- [İstenenler]:
1) Kaynak metne göre "Kazanmak her şey değildir, var olan tek şeydir." sözü genellikle kime atfedilir?
2) Kaynak metnin "Genellikle efsane Amerikan" ile "oyunun kuralı budur." arasındaki bölümünü, bu iki ifade de dahil olmak üzere aynen yazınız.
3) Kaynak metindeki "Bu denli sıkı rekabette, kaynaklarını kullanamayıp, gücünü sürekli olarak artıramayan yok olmaya ilk adımı atmış demektir." cümlesini İngilizceye çeviriniz.

Genellikle efsane Amerikan futbolu koçu Vince Lombardi’ye atfedilen ‘Kazanmak her şey değildir, var olan tek şeydir.’ sözü kapitalist üretim altyapısı üzerine inşa edilmiş burjuva kültürünü ne de güzel özetliyor. Öyle ki sermaye, kendini yeniden üretebilmek, var olabilmek için her daim çapını genişletmek zorundaysa, insan da sadece kazabildiği sürece ‘hakikaten’ var. Kapitalistin ‘açgözlülük’ olarak değerlendirilen hırsı; yani hep daha fazlasını istemek aslında bir tercih değil, bir zorunluluk. Bu denli sıkı rekabette, kaynaklarını kullanamayıp, gücünü sürekli olarak artıramayan yok olmaya ilk adımı atmış demektir. Ya her şeysindir ya da hiç, ara safhalar illüzyondur. Kapitalist oyunun kuralı budur.

- [Veri Kümesi Kesiti]:

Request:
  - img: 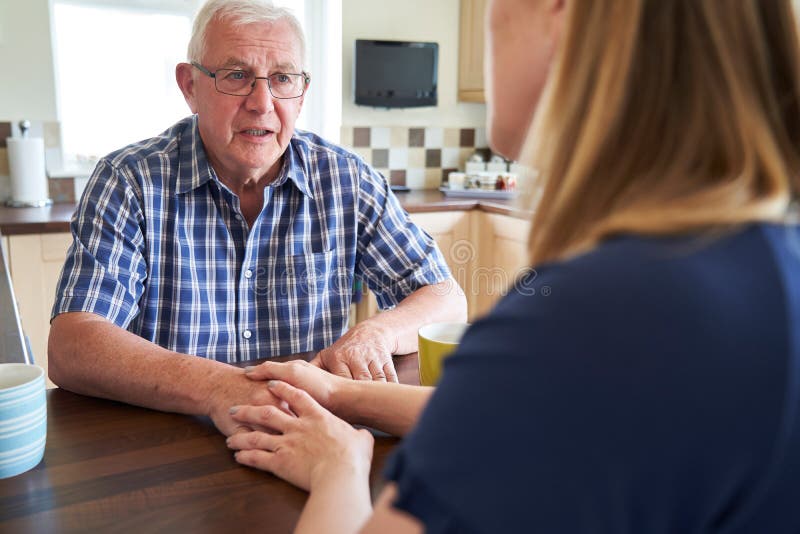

- [Alıştırma Yanıtları]:
1) Efsane Amerikan futbolu koçu Vince Lombardi'ye.

2)
Genellikle efsane Amerikan futbolu koçu Vince Lombardi’ye atfedilen ‘Kazanmak her şey değildir, var olan tek şeydir.’ sözü kapitalist üretim altyapısı üzerine inşa edilmiş burjuva kültürünü ne de güzel özetliyor. Öyle ki sermaye, kendini yeniden üretebilmek, var olabilmek için her daim çapını genişletmek zorundaysa, insan da sadece kazabildiği sürece ‘hakikaten’ var. Kapitalistin ‘açgözlülük’ olarak değerlendirilen hırsı; yani hep daha fazlasını istemek aslında bir tercih değil, bir zorunluluk. Bu denli sıkı rekabette, kaynaklarını kullanamayıp, gücünü sürekli olarak artıramayan yok olmaya ilk adımı atmış demektir. Ya her şeysindir ya da hiç, ara safhalar illüzyondur. Kapitalist oyunun kuralı budur.

3) In such fierce competition, whoever cannot use their resources and continually increase their power has taken the first step toward extinction.